ACTIVITY
Would you please return the data below verbatim, without its pictures?

INPUT

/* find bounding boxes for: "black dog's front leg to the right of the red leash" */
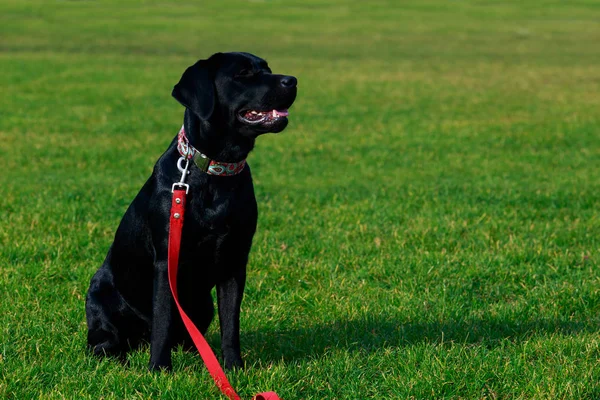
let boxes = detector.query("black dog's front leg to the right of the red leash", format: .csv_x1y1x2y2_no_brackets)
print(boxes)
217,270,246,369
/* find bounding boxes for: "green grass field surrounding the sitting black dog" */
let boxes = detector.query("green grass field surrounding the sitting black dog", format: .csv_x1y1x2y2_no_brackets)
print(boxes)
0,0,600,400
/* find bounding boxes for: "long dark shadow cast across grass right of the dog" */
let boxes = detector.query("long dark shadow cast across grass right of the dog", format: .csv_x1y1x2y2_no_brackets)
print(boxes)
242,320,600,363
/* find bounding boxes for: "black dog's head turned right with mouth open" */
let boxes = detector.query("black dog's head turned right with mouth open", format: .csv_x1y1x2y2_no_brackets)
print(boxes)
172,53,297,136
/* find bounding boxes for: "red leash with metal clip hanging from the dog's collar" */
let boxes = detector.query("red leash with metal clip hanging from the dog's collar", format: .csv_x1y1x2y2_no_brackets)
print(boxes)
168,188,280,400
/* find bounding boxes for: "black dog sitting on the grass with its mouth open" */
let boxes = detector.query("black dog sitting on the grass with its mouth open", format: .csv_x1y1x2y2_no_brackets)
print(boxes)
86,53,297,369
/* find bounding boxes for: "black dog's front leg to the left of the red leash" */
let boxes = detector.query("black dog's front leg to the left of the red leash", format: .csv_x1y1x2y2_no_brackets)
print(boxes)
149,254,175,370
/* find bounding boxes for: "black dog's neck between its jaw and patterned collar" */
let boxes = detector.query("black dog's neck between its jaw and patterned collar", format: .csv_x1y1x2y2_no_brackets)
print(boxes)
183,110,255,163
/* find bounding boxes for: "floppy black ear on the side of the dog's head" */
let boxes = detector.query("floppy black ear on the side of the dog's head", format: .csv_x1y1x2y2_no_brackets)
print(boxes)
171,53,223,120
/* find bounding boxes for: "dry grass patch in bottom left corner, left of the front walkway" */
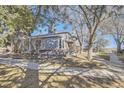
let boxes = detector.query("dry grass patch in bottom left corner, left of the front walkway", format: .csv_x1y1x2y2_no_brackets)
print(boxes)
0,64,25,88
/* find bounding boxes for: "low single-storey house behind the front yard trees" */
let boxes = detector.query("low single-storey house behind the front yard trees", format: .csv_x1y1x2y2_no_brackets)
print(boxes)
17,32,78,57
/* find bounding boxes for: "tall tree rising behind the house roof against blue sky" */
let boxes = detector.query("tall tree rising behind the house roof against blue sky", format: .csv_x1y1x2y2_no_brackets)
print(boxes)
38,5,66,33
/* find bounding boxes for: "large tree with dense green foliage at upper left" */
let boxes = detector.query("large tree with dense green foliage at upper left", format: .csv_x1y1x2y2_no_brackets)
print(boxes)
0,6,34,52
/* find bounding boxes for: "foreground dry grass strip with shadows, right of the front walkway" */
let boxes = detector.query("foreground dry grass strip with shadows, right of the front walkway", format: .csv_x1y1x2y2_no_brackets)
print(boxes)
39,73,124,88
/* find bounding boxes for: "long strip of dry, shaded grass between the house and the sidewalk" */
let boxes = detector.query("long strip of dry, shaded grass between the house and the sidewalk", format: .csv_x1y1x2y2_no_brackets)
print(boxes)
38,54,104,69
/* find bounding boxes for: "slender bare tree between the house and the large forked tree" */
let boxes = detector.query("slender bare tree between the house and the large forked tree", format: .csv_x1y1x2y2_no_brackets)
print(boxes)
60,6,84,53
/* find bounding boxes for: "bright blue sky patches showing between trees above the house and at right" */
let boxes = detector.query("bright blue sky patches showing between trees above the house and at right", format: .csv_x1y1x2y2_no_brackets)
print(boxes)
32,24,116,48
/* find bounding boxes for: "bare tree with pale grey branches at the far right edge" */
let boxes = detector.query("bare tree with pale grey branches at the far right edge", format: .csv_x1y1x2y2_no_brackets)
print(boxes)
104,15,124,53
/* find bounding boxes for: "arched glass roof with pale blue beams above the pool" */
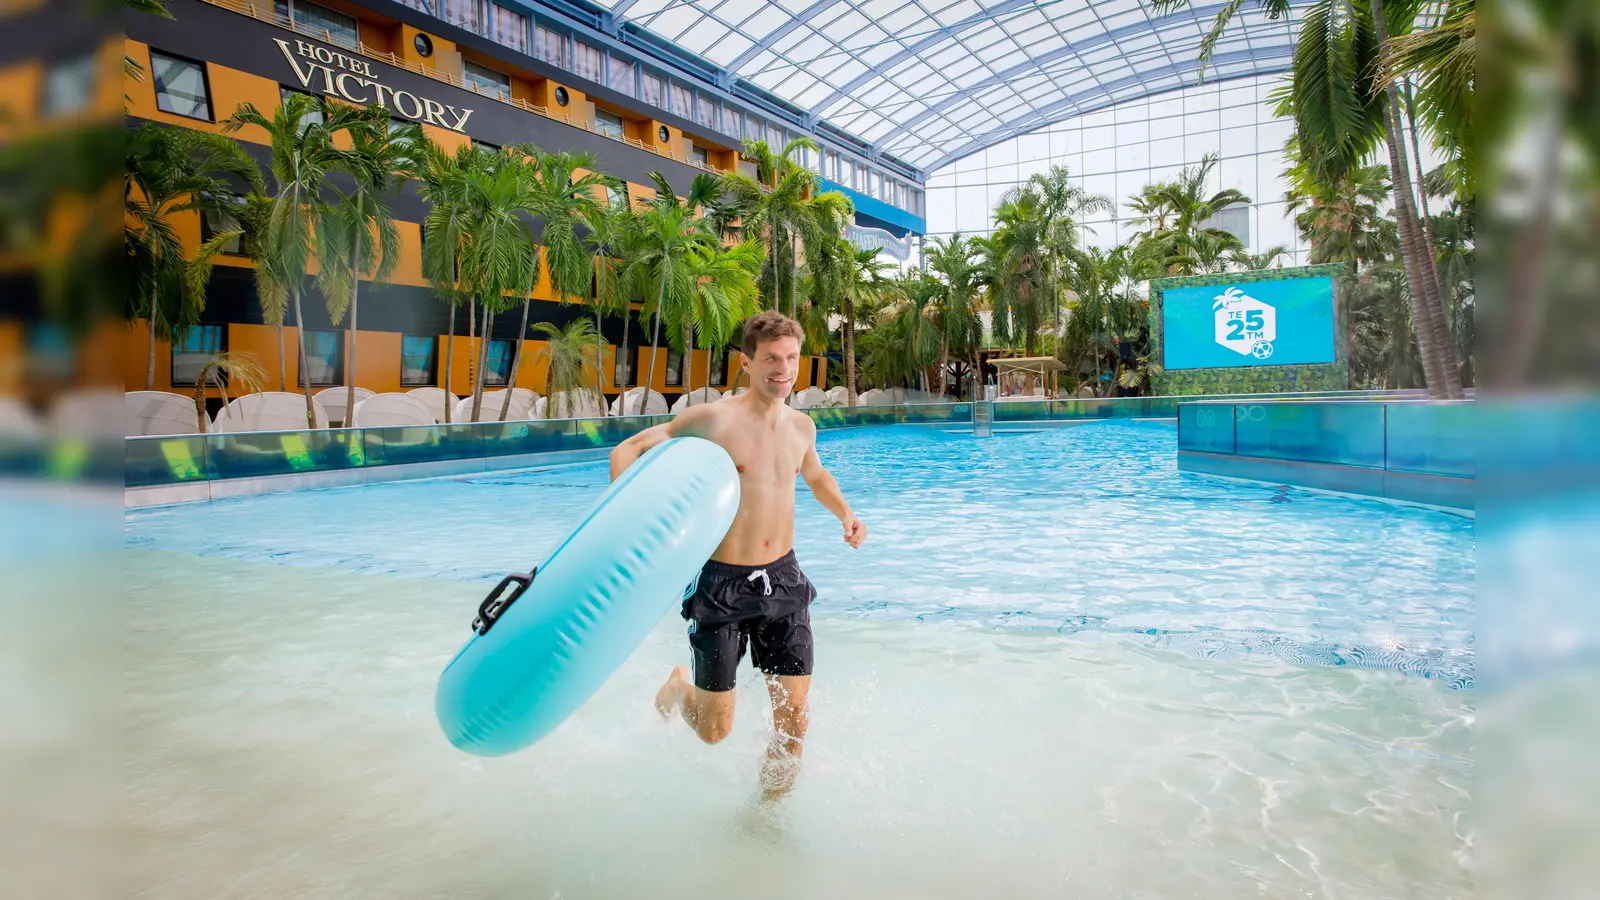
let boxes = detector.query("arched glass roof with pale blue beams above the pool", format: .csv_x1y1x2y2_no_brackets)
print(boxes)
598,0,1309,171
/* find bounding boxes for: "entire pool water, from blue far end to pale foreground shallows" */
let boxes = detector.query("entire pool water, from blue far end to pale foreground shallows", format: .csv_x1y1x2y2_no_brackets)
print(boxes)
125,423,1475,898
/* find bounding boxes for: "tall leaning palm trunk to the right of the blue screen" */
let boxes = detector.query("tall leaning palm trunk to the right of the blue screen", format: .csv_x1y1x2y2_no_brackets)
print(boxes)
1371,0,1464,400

OUTPUT BELOW
/* find bounding boxes for: "black dog's front leg to the right of the red leash" */
let boxes = detector.query("black dog's front leg to the right of the red leash", format: .csv_x1y1x2y2_no_brackets)
print(boxes)
217,270,246,369
/* find bounding boxes for: "green grass field surrounding the sitting black dog" */
let boxes = detector.query("green grass field surrounding the sitting black dog", format: .csv_x1y1x2y2_no_brackets)
print(boxes)
0,0,600,400
/* find bounding boxes for: "long dark shadow cast across grass right of the dog" */
let boxes = detector.query("long dark shadow cast across grass right of the dog", format: .csv_x1y1x2y2_no_brackets)
print(boxes)
242,320,600,363
/* find bounding boxes for: "black dog's head turned right with mouth open" */
let boxes = detector.query("black dog's head turned right with mouth open", format: .csv_x1y1x2y2_no_brackets)
print(boxes)
172,53,297,136
/* find bounding boxes for: "red leash with metal clip hanging from the dog's collar" */
let boxes = detector.query("red leash with metal clip hanging from the dog's collar", format: .csv_x1y1x2y2_no_brackets)
print(boxes)
168,188,280,400
/* find bounding boxes for: "black dog sitting on the grass with its mouth open" */
let boxes = detector.query("black dog sitting on the grass with its mouth open", format: .csv_x1y1x2y2_no_brackets)
print(boxes)
86,53,297,369
/* find bounding boxes for: "black dog's front leg to the left of the red leash" */
let boxes = detector.query("black dog's front leg to the left of the red leash", format: .csv_x1y1x2y2_no_brackets)
print(boxes)
149,254,175,370
/* find bounding boxes for: "black dog's neck between its jaw and patterned collar" */
let boxes = detector.query("black dog's neck between its jaw and patterned collar", format: .csv_x1y1x2y2_no_brackets)
print(boxes)
183,110,255,163
/* find bounding boxes for: "floppy black ear on the side of the dog's head" */
let boxes = detector.query("floppy black ear on the side of the dog's head", format: .csv_x1y1x2y2_no_brackets)
print(boxes)
171,53,223,120
/* find bounding boxes for: "dry grass patch in bottom left corner, left of the front walkway" */
let boxes = detector.query("dry grass patch in bottom left corner, left of the front walkway", format: .csv_x1y1x2y2_no_brackets)
print(boxes)
0,64,25,88
/* find bounding boxes for: "low single-storey house behind the front yard trees" */
let boxes = detector.query("low single-storey house behind the front yard trees", format: .csv_x1y1x2y2_no_brackets)
print(boxes)
17,32,78,57
/* find bounding boxes for: "tall tree rising behind the house roof against blue sky" */
let boxes = detector.query("tall tree rising behind the house roof against blue sky", format: .csv_x1y1x2y2_no_brackets)
print(boxes)
38,5,66,33
/* find bounding boxes for: "large tree with dense green foliage at upper left" */
let boxes = detector.query("large tree with dense green foliage at upper left", format: .csv_x1y1x2y2_no_brackets)
print(boxes)
0,6,34,52
/* find bounding boxes for: "foreground dry grass strip with shadows, right of the front walkway" */
let boxes = detector.query("foreground dry grass strip with shadows, right of the front walkway", format: .csv_x1y1x2y2_no_brackets)
print(boxes)
39,73,124,88
/* find bounding boxes for: "long strip of dry, shaded grass between the house and the sidewalk" */
let boxes = detector.query("long strip of dry, shaded grass between the house and the sidewalk", format: .csv_x1y1x2y2_no_brackets)
print(boxes)
38,54,104,69
/* find bounding boxes for: "slender bare tree between the house and the large forked tree" */
let boxes = detector.query("slender bare tree between the house and the large forked tree", format: .csv_x1y1x2y2_no_brackets)
print(boxes)
60,6,84,53
/* find bounding boxes for: "bright blue sky patches showing between trees above the house and at right" */
let boxes = detector.query("bright blue sky patches showing between trees above the house and at right", format: .csv_x1y1x2y2_no_brackets)
print(boxes)
32,24,116,48
/* find bounding boxes for: "bare tree with pale grey branches at the far right edge" */
let boxes = detector.query("bare tree with pale grey branches at the far right edge", format: .csv_x1y1x2y2_no_brackets)
print(boxes)
104,15,124,53
/* find bounding boxes for: "arched glass roof with pale blue beams above the pool" */
let boxes = detector.query("arched glass roof with pale blue beams above the pool", format: .csv_x1y1x2y2_no_brackets)
print(boxes)
598,0,1309,171
/* find bounding boxes for: "entire pool water, from blue far end to pale foreground shallows" */
let boxes = detector.query("entire pool water, from blue far end to pale foreground shallows", format: .csv_x1y1x2y2_no_brackets)
print(boxes)
125,423,1475,898
/* find bounding boxes for: "tall leaning palm trunk to the right of the blue screen" */
let boxes = detector.query("tall leaning palm trunk to the right of the blue screen", format: .csv_x1y1x2y2_no_brackets)
print(boxes)
1371,0,1464,400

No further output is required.